═══ Passage cité ═══

Au cours du XXe siècle, les villes occidentales ont été construites de façon à permettre à l’Homme de s’émanciper d'une Nature considérée comme désordonnée, reniant ipso facto l’héritage des premières agglomérations formées lors de la naissance de l’agriculture, il y a plus de dix-mille ans en Mésopotamie. Le lien entre la Ville et la Nature est-il réellement rompu ? Pas si sûr, à en juger le nombre de projets de végétalisation porté par des associations de citoyens ou par les collectivités. Jardins partagés, potagers sur les toits, expérimentations de fermes urbaines en hydroponie, parcs urbains ou trames vertes… l’engouement pour un retour de la nature en ville semble ne jamais avoir été aussi manifeste que depuis ces dernières années, donnant lieu à de nouvelles formes d’éco-citoyenneté. Au regard de la pléiade d’acteurs impliqués, du caractère protéiforme des projets et des enjeux territoriaux singuliers, comment considérer la relation qu’entretiennent la Nature et la Ville ? Pour tenter d’analyser ce qui se joue derrière ces transformations, une prise de recul est nécessaire de manière à éviter l’écueil d’une pensée unique qui viendrait lisser l’existence bien réelle, d’une multitude d’« espèces d’espaces » (Georges Perec)1.
Urbanistes sensibles à la question environnementale et un brin esthètes, nous voulions découvrir d’autres manières de penser et de faire de l’autre côté de l’hémisphère. Direction l’Amérique Latine ! Plus précisément le Pérou, pays imprégné par l’héritage des civilisations précolombiennes et Incas. La Nature est la pierre angulaire de leurs organisations sociales, politiques, religieuses et économiques. Nous espérions donc y trouver des réponses aux défis de société, ou plus humblement apprendre d’autres savoirs que ceux que nous avions acquis sur les bancs de l'université.
La nature est morte, vive la Nature !
En atterrissant à Lima, la nature nous a semblé bien loin face à cette capitale tentaculaire de dix millions d’habitants, fondée en 1535 par le conquistador Espagnol Francisco Pizarro. Dans cette ciudad de los reyes [Ndt : ville des rois] qui jadis concentrait les extractions d’or avant de les exporter par bateau dans les pays du nord, se concentrent aujourd’hui d’autres types de métaux, plus lourds et plus nocifs pour la santé, faisant de Lima l’une des villes d’Amérique Latine les plus polluées. Depuis le centre historique hypertrophié où s’entremêlent patrimoine architectural colonial et habitat informel construit à base d’adobes, de grandes artères serpentent le territoire métropolitain et permettent de rejoindre les districts de San Isidro, Miraflores et Barranco situés au sud du fleuve El Rimac. Si tant est que l’on puisse encore appeler « fleuve », ce qui ressemble à une décharge à ciel ouvert où règnent les bouteilles en plastique vert. Dans la cacophonie des voitures, des camions, des tuc-tuc et des taxis plus ou moins officiels, nous empruntons l’autoroute urbaine construite en contrebas des falaises qui longent l’océan Pacifique jusqu’à Chorillos, le dernier District au sud parmi les quarante-trois que comporte Lima.

═══ Extraits des données ═══

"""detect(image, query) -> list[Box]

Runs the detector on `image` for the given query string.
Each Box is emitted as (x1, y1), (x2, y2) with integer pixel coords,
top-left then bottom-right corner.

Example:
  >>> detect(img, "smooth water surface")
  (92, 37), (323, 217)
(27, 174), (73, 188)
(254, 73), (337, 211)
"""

═══

Liste des consignes:
[1] Répondez brièvement à ces questions sur le texte consacré à la ville et à la nature :
(a) Quand et où se sont formées les premières agglomérations ?
(b) Dans quel pays d'Amérique latine les urbanistes se rendent-ils ?
(c) En quelle année et par qui Lima a-t-elle été fondée ?
[2] Prolongez, s'il vous plaît, le texte consacré à la ville et à la nature à partir de sa dernière phrase, en gardant le même ton de récit.
Le listing n'a aucun rôle à jouer ici.

Réponses rédigées:
[1]
(a) Il y a plus de dix mille ans, en Mésopotamie, lors de la naissance de l'agriculture.
(b) Au Pérou.
(c) En 1535, par le conquistador espagnol Francisco Pizarro.

[2]
Une première lecture de la nature en ville s’effectue par le prisme de la pollution, induite par une urbanisation galopante dénuée de planification qui a réussi à phagocyter peu à peu les anciens ports de pêcheurs. La nature s’appréhende également par son absence à l’échelle du territoire métropolitain, comme si elle avait été engloutie par l’industrialisation ; les injonctions à la production ayant conduit à la déforestation massive, à l’appauvrissement des terres arables, à la contamination des eaux, à la disparition d’espèces faunistiques et floristiques, le tout sur fond de dérèglement climatique. Face à tant de dégâts dont la responsabilité incombe aux activités humaines, nous avons ressenti un profond désarroi, observant concrètement ce que nous pouvions lire dans les médias. À Lima, la vulnérabilité de nos systèmes urbains est également sans cesse rappelée. Elle s’exprime matériellement par des panneaux de signalisation disposés tous les 500 mètres et indiquant les règles de sécurité à suivre en cas de tsunami. Secoués - littéralement, ayant été témoins d’un terramoto [Ndt : tremblement de terre] trois jours après notre arrivée – nous avons cherché à identifier et à analyser les différentes natures qui s’expriment, parfois de manière contradictoire.
La condition urbaine
En immersion durant quelques jours dans le quartier bohème de Barranco, nous oscillons entre la contemplation de ces rues arborées de plantes tropicales qui s’entrelacent aux câbles électriques de manière bucolique, et la stupéfaction face à la qualité paysagère des places publiques. Cette nature aménagée interpelle : mise en valeur, protégée et respectée par les usagers des parcs urbains, cette nature domestiquée n’est pas qu’un simple élément d’ornementation et d’embellissement. Elle semble avoir tout autant sa place que les badauds, les cireurs de chaussures et les amoureux s’installant sur les bancs publics aux heures les moins chaudes de la journée. La nature en ville devient ainsi une condition permettant aux citadins de vivre des expériences singulières et de se réapproprier leur cadre de vie sous une forme plus sensible.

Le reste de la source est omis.